Raw data section start
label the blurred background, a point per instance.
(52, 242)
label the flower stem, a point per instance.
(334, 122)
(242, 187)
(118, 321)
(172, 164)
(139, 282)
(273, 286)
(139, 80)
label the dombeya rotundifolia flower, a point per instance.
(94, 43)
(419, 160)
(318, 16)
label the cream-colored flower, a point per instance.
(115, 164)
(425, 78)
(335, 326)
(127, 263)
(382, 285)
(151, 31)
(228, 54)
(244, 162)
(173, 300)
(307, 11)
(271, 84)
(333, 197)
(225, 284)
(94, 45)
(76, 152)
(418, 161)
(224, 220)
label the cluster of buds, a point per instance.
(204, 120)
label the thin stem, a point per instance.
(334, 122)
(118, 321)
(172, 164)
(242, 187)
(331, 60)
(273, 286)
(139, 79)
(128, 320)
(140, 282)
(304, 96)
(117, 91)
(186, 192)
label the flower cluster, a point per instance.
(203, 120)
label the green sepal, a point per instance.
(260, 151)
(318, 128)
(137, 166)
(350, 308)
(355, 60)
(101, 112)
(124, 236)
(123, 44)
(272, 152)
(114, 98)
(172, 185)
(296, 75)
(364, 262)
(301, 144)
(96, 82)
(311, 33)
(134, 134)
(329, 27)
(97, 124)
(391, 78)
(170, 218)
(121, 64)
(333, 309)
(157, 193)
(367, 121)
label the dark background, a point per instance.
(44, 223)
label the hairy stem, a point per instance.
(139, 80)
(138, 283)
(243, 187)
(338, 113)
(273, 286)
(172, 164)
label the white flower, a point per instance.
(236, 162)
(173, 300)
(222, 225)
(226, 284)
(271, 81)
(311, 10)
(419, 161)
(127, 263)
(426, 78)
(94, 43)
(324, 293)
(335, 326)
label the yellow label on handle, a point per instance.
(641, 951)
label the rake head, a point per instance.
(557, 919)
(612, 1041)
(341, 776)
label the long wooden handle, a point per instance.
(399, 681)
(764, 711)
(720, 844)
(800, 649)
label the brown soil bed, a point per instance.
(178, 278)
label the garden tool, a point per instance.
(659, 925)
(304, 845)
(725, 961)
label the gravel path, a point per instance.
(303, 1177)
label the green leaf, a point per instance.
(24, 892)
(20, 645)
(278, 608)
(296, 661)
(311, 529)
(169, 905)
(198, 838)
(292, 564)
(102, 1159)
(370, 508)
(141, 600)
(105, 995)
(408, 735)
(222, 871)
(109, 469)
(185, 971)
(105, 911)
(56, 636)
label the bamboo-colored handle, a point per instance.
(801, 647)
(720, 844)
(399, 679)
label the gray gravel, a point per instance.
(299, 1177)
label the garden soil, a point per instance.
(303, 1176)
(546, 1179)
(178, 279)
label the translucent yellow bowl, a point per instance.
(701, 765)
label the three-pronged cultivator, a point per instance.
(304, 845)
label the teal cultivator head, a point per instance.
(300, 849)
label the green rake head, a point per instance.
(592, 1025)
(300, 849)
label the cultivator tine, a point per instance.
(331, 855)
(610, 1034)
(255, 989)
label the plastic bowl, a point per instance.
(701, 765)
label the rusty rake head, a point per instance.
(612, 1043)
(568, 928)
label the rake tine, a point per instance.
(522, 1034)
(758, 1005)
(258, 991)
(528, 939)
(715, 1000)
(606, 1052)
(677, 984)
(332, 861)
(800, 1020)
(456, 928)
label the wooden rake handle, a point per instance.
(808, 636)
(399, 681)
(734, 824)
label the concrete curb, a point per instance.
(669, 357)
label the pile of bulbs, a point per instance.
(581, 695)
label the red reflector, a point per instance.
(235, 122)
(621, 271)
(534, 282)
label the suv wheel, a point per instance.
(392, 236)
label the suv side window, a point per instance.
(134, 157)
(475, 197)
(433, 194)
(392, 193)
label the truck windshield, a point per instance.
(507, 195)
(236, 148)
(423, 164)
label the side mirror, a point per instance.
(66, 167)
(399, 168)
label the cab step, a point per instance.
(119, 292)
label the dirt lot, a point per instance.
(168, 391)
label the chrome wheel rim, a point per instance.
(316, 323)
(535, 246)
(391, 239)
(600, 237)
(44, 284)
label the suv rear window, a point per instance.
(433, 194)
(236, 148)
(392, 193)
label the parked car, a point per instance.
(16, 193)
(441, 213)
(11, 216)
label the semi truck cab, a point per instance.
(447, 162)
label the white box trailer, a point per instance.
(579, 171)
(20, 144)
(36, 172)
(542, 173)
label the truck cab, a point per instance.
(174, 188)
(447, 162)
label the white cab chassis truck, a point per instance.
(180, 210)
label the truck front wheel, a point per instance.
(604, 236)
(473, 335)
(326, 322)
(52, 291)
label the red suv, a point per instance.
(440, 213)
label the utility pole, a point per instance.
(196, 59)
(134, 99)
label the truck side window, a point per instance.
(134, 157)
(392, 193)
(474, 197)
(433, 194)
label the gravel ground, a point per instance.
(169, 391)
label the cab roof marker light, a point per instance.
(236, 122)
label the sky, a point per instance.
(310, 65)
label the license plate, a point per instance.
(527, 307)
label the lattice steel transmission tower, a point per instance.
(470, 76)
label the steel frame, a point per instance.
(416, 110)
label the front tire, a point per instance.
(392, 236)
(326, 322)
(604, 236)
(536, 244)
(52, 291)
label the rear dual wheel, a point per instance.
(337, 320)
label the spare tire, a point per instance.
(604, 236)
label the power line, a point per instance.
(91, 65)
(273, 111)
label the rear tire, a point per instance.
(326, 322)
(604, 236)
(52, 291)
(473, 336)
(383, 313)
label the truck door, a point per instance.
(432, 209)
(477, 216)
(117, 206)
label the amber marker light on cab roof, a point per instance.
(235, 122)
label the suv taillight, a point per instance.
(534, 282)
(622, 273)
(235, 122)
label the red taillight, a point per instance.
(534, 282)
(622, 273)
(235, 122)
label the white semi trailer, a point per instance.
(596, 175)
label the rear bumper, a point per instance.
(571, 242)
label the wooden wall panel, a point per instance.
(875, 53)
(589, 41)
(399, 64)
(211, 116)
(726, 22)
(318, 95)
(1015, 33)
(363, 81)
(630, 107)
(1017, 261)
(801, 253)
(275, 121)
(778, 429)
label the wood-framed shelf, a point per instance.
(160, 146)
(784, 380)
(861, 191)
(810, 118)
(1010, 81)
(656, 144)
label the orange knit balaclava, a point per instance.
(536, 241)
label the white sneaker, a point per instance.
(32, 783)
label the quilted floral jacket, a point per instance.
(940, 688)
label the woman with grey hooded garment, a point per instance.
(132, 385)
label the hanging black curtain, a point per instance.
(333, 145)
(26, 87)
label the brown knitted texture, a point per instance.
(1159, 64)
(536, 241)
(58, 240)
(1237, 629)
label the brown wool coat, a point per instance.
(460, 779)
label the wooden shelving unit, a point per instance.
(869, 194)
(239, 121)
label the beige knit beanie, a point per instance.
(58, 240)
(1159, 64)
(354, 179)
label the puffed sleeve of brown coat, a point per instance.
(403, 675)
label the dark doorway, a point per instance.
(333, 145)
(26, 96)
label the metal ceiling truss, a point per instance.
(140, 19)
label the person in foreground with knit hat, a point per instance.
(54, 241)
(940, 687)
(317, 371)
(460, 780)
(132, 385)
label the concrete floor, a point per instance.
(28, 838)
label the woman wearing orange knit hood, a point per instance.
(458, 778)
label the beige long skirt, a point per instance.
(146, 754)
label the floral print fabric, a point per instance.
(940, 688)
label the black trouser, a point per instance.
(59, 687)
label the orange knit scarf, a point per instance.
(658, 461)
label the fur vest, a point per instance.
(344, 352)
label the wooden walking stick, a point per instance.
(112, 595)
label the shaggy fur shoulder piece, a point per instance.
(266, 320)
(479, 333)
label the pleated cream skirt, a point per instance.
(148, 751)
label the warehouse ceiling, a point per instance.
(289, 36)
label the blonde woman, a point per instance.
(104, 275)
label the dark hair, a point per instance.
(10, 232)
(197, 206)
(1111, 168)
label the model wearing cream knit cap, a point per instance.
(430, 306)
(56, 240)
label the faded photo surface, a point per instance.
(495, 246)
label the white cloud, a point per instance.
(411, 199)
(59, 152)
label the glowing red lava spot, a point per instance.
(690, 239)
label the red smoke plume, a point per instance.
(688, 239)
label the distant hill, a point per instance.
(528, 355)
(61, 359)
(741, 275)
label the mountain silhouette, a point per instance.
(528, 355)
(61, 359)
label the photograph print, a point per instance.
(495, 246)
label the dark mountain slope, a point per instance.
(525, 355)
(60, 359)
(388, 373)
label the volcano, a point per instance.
Raw data section end
Copy each line exactly, from the line containing "label the white cloud, a point per instance." down to the last line of the material, and no other lines.

label the white cloud, a point per instance.
(411, 199)
(59, 152)
label the glowing red lava spot, a point per instance.
(690, 239)
label the red smoke plume, a point per instance.
(688, 239)
label the distant hill, a point per instance.
(528, 355)
(61, 359)
(741, 275)
label the mountain silhouette, a point per instance.
(528, 355)
(61, 359)
label the photograph print, a point per instance.
(495, 246)
label the dark mountain slope, a point per instance.
(525, 355)
(60, 359)
(388, 373)
label the volcano, a point per instance.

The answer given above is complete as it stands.